Given problem a :: Can you edit the Bloch wave thread starting at "2. Oct 9, 2015" and ending at "BZ with u_n'(k').", replacing "band" with "energy level"?

How to understand that Bloch wave solutions can be completely characterized
by their behaviour in a single Brillouin zone? Given Bloch wave:
\begin{equation*}
\psi_{\mathbf{k}}(\mathbf{r}) = u_{\mathbf{k}}(\mathbf{r}) \exp (i\mathbf{k}\mathbf{r})
\end{equation*}
I can write wavefunction for momentum $\mathbf{k}' = \mathbf{k} + \mathbf{G}$.
\begin{equation*}
\psi_{\mathbf{k}+\mathbf{G}}(\mathbf{r}) = u_{\mathbf{k}'}(\mathbf{r})\exp(i\mathbf{G}\mathbf{r})\exp (i\mathbf{k}\mathbf{r})
\end{equation*}
As I understand $u_{\mathbf{k}'}(\mathbf{r})\exp(i\mathbf{G}\mathbf{r}) \neq u_{\mathbf{k}}(\mathbf{r})$, so:
\begin{equation*}
\psi_{\mathbf{k}+\mathbf{G}}(\mathbf{r}) \neq \psi_{\mathbf{k}}(\mathbf{r}).
\end{equation*}
Or I am wrong? I know that another way to analyze this problem is to notice that
$u_k$ and $u_k'$ are periodic and do the Fourier expansion:
\begin{equation*}
u_{\mathbf{k}'}(\mathbf{r})\exp(i\mathbf{G})=\sum_{\mathbf{G}_{i}}C_{\mathbf{k}',\mathbf{G}_{i}}\exp\left(i\mathbf{G}\mathbf{r}\right)\exp\left(i\mathbf{G}_{i}\mathbf{r}\right)
\end{equation*}
However I still don't see why $$C_{\mathbf{k}',\mathbf{G}_{i}}\exp\left(i\mathbf{G}\mathbf{r}\right) = C_{\mathbf{k},\mathbf{G}_{i}}$$

2. Oct 9, 2015

### DrDu

You are right. The functions u have another index n, which specifies to which band they belong. If k is greater than K, so that k' is in the BZ, then u_n(k') would be different from that for a wavefunction for which k=k' in the first BZ with u_n'(k').

3. Oct 9, 2015

### baranas

So how to understand proposition, that every $\mathbf{k}$ can be mapped to first BZ. Can anyone give me practical example? There are many sources where relation $\psi_{\mathbf{k}} = \psi_{\mathbf{k} + \mathbf{G}}$ is given.

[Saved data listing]
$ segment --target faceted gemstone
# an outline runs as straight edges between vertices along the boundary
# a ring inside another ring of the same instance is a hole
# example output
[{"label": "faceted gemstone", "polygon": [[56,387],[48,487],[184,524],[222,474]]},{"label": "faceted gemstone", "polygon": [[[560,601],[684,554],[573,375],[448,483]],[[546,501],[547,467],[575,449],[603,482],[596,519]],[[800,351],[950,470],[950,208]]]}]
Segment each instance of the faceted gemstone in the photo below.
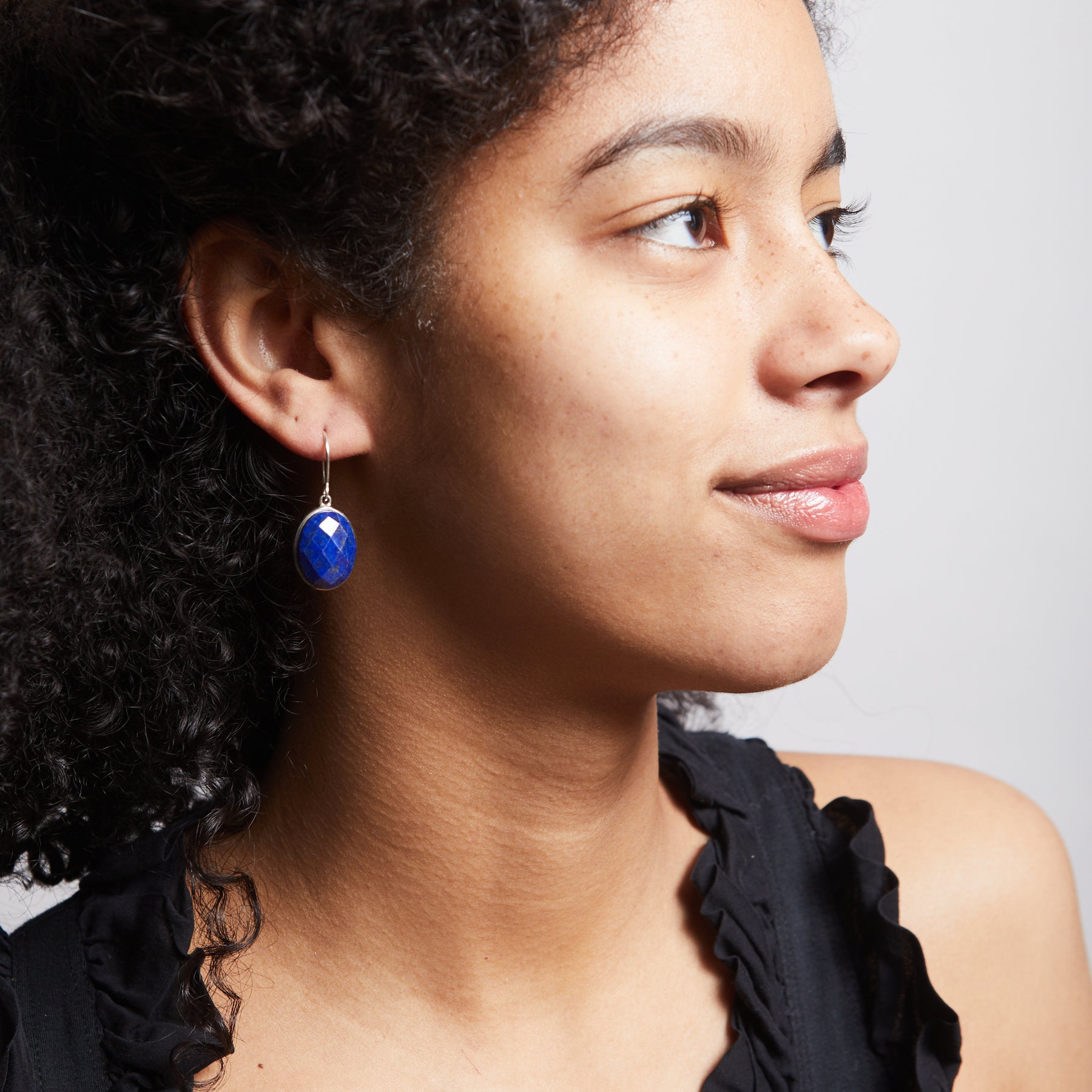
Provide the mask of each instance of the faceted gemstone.
[{"label": "faceted gemstone", "polygon": [[311,587],[329,592],[344,584],[356,560],[353,524],[336,508],[320,508],[299,529],[296,567]]}]

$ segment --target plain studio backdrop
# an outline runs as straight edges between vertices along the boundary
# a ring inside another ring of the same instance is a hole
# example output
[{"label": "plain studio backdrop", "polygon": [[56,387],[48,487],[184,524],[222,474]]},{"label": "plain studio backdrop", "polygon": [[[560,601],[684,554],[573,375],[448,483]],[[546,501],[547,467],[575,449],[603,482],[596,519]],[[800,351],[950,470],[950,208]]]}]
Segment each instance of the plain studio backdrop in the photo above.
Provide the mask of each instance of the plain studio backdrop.
[{"label": "plain studio backdrop", "polygon": [[[844,194],[873,198],[848,275],[903,349],[862,403],[873,520],[842,646],[726,698],[729,725],[1017,786],[1061,831],[1092,935],[1092,9],[871,0],[841,22]],[[54,901],[3,894],[8,928]]]}]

Given problem b :: Can you write out, unchanged, the lines of the listing starting at the line that contains "--target plain studio backdrop" and ending at the line that contains "Provide the mask of each instance of the plain"?

Correct response a ::
2. Oct 9, 2015

### DrDu

You are right. The functions u have another index n, which specifies to which energy level they belong. If k is greater than K, so that k' is in the BZ, then u_n(k') would be different from that for a wavefunction for which k=k' in the first BZ with u_n'(k').

Correct response b ::
$ segment --target plain studio backdrop
# an outline runs as straight edges between vertices along the boundary
# a ring inside another ring of the same instance is a hole
# example output
[{"label": "plain studio backdrop", "polygon": [[56,387],[48,487],[184,524],[222,474]]},{"label": "plain studio backdrop", "polygon": [[[560,601],[684,554],[573,375],[448,483]],[[546,501],[547,467],[575,449],[603,482],[596,519]],[[800,351],[950,470],[950,208]]]}]
Segment each instance of the plain studio backdrop in the photo above.
Provide the mask of each instance of the plain studio backdrop.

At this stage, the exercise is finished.